Task input Block Start

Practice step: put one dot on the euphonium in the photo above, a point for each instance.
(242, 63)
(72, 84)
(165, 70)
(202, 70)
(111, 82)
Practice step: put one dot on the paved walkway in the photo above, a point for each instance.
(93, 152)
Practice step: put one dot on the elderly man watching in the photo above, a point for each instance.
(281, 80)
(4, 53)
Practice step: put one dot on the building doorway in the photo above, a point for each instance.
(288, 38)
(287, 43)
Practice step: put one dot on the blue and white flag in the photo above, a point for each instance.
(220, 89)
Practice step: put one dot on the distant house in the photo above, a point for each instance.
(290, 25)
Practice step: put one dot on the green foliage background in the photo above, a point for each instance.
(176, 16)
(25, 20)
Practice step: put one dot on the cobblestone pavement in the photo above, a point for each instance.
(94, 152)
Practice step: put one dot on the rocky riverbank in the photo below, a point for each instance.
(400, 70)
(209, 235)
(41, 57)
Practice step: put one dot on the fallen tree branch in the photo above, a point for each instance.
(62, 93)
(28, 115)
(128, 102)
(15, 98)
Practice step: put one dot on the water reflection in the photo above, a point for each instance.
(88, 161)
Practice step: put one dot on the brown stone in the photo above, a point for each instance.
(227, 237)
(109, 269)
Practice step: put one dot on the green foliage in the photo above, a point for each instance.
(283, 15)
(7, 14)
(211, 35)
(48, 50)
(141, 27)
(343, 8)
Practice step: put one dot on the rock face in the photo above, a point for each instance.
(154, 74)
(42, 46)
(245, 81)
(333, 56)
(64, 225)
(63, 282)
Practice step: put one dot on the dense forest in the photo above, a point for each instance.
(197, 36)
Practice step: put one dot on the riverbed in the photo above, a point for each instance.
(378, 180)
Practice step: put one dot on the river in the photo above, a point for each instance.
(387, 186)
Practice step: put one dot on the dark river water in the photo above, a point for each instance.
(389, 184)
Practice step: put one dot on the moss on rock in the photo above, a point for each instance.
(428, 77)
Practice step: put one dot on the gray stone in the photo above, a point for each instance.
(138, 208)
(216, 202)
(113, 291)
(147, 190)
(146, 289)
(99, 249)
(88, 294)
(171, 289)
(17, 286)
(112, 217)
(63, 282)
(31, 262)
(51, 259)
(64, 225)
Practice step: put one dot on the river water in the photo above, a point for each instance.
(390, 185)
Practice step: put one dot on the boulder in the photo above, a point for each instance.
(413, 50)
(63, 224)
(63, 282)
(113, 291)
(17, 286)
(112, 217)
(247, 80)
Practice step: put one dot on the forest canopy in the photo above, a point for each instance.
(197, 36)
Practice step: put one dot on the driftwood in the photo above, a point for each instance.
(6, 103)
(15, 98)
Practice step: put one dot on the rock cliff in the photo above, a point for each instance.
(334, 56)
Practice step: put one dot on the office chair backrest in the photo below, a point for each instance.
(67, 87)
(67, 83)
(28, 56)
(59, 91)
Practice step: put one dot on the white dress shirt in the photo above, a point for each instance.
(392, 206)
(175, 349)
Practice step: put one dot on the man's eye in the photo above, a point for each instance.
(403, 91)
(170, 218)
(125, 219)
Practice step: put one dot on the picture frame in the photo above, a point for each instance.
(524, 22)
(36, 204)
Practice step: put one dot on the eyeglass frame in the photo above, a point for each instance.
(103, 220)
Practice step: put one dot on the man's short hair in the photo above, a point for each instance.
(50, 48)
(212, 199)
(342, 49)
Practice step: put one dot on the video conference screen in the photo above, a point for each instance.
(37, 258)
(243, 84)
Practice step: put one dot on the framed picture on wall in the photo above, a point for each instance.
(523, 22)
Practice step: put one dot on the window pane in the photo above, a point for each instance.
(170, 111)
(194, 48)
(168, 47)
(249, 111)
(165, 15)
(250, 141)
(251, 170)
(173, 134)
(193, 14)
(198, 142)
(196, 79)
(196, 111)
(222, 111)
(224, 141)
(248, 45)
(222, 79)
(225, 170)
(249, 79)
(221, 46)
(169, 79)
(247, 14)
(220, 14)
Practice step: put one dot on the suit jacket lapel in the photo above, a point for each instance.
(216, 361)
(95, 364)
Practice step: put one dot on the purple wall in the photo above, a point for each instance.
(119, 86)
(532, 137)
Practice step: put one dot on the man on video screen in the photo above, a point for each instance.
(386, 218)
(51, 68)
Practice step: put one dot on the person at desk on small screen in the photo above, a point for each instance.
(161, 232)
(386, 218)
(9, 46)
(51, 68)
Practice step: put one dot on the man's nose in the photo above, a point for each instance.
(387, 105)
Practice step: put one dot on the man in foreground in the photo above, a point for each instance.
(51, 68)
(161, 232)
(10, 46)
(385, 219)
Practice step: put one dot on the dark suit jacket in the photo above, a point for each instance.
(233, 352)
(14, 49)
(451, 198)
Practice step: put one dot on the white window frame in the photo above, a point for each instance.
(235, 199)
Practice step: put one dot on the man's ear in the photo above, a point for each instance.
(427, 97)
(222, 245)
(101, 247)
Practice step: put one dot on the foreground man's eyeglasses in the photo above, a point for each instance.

Task input Block End

The required answer is every line of the data, duplicated exactly.

_Answer below_
Practice step: put one dot on the euphonium in the photo above, a point for each instance.
(242, 63)
(72, 84)
(165, 70)
(202, 70)
(111, 82)
Practice step: put one dot on the paved walkway in the photo above, a point for each instance.
(93, 152)
Practice step: put one dot on the elderly man watching in the photo above, a point for each instance.
(281, 80)
(4, 53)
Practice step: put one dot on the building doorway in the photo above, a point for each instance.
(288, 38)
(287, 43)
Practice step: put one dot on the blue and white flag in the photo above, a point for each instance.
(220, 89)
Practice step: put one dot on the distant house in the photo above, a point for each instance.
(290, 25)
Practice step: put one dot on the green foliage background in the photo above, a point for each instance.
(176, 16)
(25, 20)
Practice step: put one dot on the cobblestone pavement in the photo above, a point for each instance.
(94, 152)
Practice step: put one dot on the rocky riverbank in the photo below, a point for each instance.
(400, 70)
(209, 235)
(41, 57)
Practice step: put one dot on the fallen tree branch in the photo above, a point for each instance.
(62, 93)
(28, 115)
(128, 102)
(15, 98)
Practice step: put one dot on the water reflection in the photo above, a point for each instance.
(88, 161)
Practice step: put one dot on the brown stone in the photo above, a point for each instance.
(227, 237)
(109, 269)
Practice step: put one dot on the green foliage in the photo above, a point for each instance.
(283, 15)
(7, 14)
(211, 35)
(48, 50)
(141, 27)
(343, 8)
Practice step: put one dot on the rock face in the photo above, a point for each instance.
(154, 74)
(42, 46)
(245, 81)
(333, 56)
(64, 225)
(63, 282)
Practice step: put one dot on the dense forest in the photo above, a point for each instance.
(197, 36)
Practice step: put one dot on the riverbed in the photo above, a point for each instance.
(378, 180)
Practice step: put one dot on the river in the photo above, a point for each instance.
(387, 186)
Practice step: put one dot on the dark river water in the photo above, a point for each instance.
(389, 184)
Practice step: put one dot on the moss on rock in the photo above, a point for each instance.
(428, 77)
Practice step: put one dot on the gray stone in the photo above, a point for each instance.
(138, 208)
(216, 202)
(113, 291)
(147, 190)
(146, 289)
(99, 249)
(88, 294)
(171, 289)
(17, 286)
(112, 217)
(63, 282)
(31, 262)
(51, 259)
(64, 225)
Practice step: put one dot on the river water in the photo above, a point for each instance.
(390, 185)
Practice step: put one dot on the boulder in the photo above, a point for each instance.
(413, 50)
(63, 224)
(63, 282)
(113, 291)
(17, 286)
(112, 217)
(247, 80)
Practice step: put one dot on the forest canopy in the photo above, a point for each instance.
(197, 36)
Practice step: put one dot on the driftwood in the photo above, a point for each instance.
(6, 103)
(15, 98)
Practice step: put one dot on the rock cliff in the photo above, a point for each instance.
(334, 56)
Practice step: put one dot on the office chair backrest in the photo below, a point for each instance.
(67, 87)
(67, 83)
(28, 56)
(59, 91)
Practice step: put one dot on the white dress shirt in the photo above, a point for each instance.
(392, 206)
(175, 349)
Practice step: put one dot on the man's eye in the photo above, a point for each instance.
(403, 91)
(170, 218)
(125, 219)
Practice step: put one dot on the picture frame in the photo above, a point for each instance.
(524, 22)
(36, 204)
Practice step: put one dot on the eyeglass frame in the photo above, a point for each instance.
(103, 220)
Practice step: put one dot on the man's short hair in the photo above, a point for each instance.
(50, 48)
(212, 199)
(342, 49)
Practice step: put one dot on the video conference screen in the photo above, a point for each instance.
(37, 258)
(243, 84)
Practice step: put one dot on the framed picture on wall in the photo above, a point for each instance.
(523, 22)
Practice step: put one dot on the window pane in the photo above, a point for each instance.
(170, 111)
(194, 48)
(168, 47)
(249, 111)
(165, 15)
(250, 141)
(251, 170)
(173, 134)
(193, 14)
(198, 142)
(196, 79)
(196, 111)
(222, 111)
(224, 141)
(248, 45)
(222, 79)
(225, 170)
(249, 79)
(221, 46)
(169, 79)
(247, 14)
(220, 14)
Practice step: put one dot on the suit jacket lapel in the photo above, a point for each instance.
(216, 361)
(95, 364)
Practice step: put one dot on the purple wall in the photo above, a point for each instance.
(119, 86)
(532, 137)
Practice step: put one dot on the man on video screen in the photo above, a point for each instance.
(386, 218)
(51, 68)
Practice step: put one dot on the person at desk on small screen in the photo above, a point for each instance.
(161, 232)
(386, 218)
(9, 46)
(51, 68)
Practice step: put one dot on the man's nose in the photo above, a point for each instance.
(387, 105)
Practice step: put one dot on the man in foreground in the photo above, a point for each instance.
(51, 68)
(161, 232)
(10, 46)
(385, 219)
Practice step: put one dot on the dark suit jacket in the photo above, a point for each instance.
(233, 352)
(14, 49)
(451, 198)
Practice step: put one dot on the white window frame in the photo above, a point for each instance.
(235, 199)
Practice step: put one dot on the man's ear in the photo above, a point for each instance.
(427, 97)
(222, 245)
(101, 247)
Practice step: put one dot on the foreground man's eyeglasses in the photo above, a point for each instance.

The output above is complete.